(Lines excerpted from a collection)
------

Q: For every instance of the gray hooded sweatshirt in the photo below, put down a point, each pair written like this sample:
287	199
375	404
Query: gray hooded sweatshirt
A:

------

● Exercise details:
Rewrite these lines with every "gray hooded sweatshirt" swapped for "black winter jacket", leaving everything else as it is.

● Exercise output:
Q: For every instance of the black winter jacket in the photo below, put down a point, each pair written like this sample:
287	199
375	404
Query: black winter jacket
A:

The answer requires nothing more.